▸ Source:
* Begin *

In general, R uses a consistent modelling framework. The model formula is always something like y ~ x1 + x2. This sort of notation is used in linear models, anova models, t-tests, logistic regression, Poisson regression, non-linear least squares, and random effects models.

In the workshops, I talked a little bit about modelling strategies. I’m not going to describe them here, but understand that there are some quirks, especially with categorical (factor) variables.

# Modelling ----
# ALWAYS PLOT YOUR DATA FIRST
ggplot(mtcars, aes(x = disp, y = mpg)) +
    geom_point() + 
    geom_smooth(method = "lm")

# fit a simple linear regression
mpg1 <- lm(mpg ~ disp, data = mtcars)
summary(mpg1) # summary gives you more information

# base R plotting functions
# without the "which" argument, it tries to plot
# four plots at once.

* End *

▸ Data extract:

* Begin *

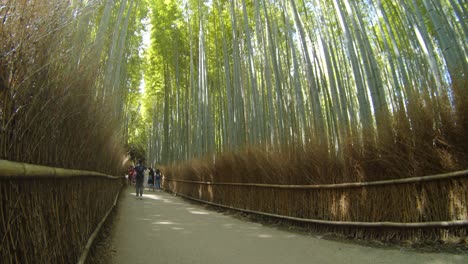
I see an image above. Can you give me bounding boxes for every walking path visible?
[111,188,468,264]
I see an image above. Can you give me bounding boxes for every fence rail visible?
[163,170,468,240]
[0,160,124,263]
[165,170,468,189]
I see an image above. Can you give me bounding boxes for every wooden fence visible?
[163,170,468,243]
[0,160,124,263]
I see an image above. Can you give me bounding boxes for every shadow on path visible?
[104,188,468,264]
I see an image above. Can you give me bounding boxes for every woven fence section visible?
[0,176,123,263]
[164,177,468,242]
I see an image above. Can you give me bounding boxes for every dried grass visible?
[163,82,468,241]
[0,176,123,263]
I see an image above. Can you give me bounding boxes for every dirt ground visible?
[88,188,468,264]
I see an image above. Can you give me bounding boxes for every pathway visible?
[107,188,468,264]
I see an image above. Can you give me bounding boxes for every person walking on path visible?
[148,168,155,192]
[154,169,161,191]
[135,160,146,199]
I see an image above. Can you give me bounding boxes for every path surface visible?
[111,188,468,264]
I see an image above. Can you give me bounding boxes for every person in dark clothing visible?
[135,160,146,199]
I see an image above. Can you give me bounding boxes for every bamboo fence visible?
[0,160,124,263]
[163,170,468,243]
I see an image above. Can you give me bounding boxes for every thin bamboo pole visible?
[166,189,468,228]
[0,160,122,180]
[164,169,468,189]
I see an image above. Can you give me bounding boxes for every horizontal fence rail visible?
[0,160,121,180]
[163,170,468,240]
[0,160,125,263]
[165,170,468,189]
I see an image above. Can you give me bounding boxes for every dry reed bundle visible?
[0,161,123,263]
[0,0,126,175]
[163,172,468,241]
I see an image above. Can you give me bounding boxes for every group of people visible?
[128,160,162,199]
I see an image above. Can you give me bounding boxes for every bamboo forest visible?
[0,0,468,263]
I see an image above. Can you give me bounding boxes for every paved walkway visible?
[111,188,468,264]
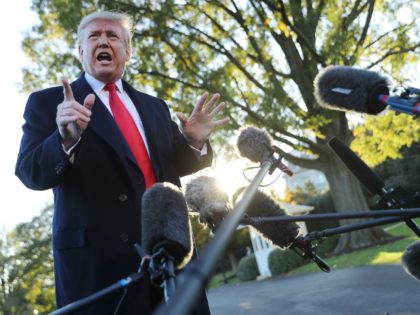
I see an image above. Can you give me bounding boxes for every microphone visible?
[185,175,232,231]
[314,66,420,115]
[236,126,293,176]
[328,137,420,237]
[233,188,330,272]
[141,183,192,269]
[237,126,273,162]
[233,188,300,249]
[401,241,420,281]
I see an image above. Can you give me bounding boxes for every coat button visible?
[118,194,128,202]
[120,233,128,243]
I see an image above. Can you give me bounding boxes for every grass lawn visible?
[208,219,420,288]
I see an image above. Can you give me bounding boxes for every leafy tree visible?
[23,0,420,251]
[0,207,55,315]
[351,112,420,168]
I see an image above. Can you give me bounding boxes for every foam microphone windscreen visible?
[141,183,192,268]
[237,126,272,162]
[234,188,300,248]
[401,241,420,281]
[185,175,232,230]
[328,137,385,195]
[314,66,389,114]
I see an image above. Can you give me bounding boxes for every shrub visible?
[268,248,305,276]
[236,254,260,281]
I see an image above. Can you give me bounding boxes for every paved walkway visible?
[208,265,420,315]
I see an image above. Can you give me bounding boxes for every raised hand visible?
[56,79,95,149]
[176,92,229,149]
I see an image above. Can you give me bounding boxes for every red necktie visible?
[104,83,156,189]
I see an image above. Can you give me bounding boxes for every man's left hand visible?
[176,92,229,150]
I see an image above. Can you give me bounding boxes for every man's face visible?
[79,20,130,83]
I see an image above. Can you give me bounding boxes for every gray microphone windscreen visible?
[141,183,192,268]
[234,188,300,248]
[401,241,420,281]
[185,175,231,230]
[237,126,272,162]
[314,66,389,114]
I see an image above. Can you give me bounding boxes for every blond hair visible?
[77,11,133,51]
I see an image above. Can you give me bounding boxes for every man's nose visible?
[99,34,109,48]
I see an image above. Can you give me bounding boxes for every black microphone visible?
[328,137,420,236]
[314,66,420,115]
[401,241,420,281]
[237,126,273,162]
[233,188,300,249]
[141,183,192,269]
[233,188,330,272]
[236,126,293,176]
[185,175,232,231]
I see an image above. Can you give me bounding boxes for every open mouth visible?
[96,52,112,61]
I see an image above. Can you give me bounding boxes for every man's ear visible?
[124,47,131,63]
[77,45,83,61]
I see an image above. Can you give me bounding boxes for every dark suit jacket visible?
[16,75,212,315]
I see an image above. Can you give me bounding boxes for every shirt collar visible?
[85,72,123,92]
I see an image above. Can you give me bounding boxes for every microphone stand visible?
[49,244,150,315]
[149,247,176,302]
[154,154,281,315]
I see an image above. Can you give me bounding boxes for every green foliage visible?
[268,248,304,276]
[0,207,55,315]
[351,111,420,166]
[374,142,420,193]
[236,254,260,281]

* End *

▸ Goal:
Answer these questions from the R modelling text:
1. What does the text give as the usual form of a model formula?
2. Which kind of variables does the text say comes with quirks?
3. According to the closing comments, what happens when the base R plotting functions are called without the "which" argument?

▸ Expected answer:
1. y ~ x1 + x2
2. Categorical (factor) variables.
3. They try to plot four plots at once.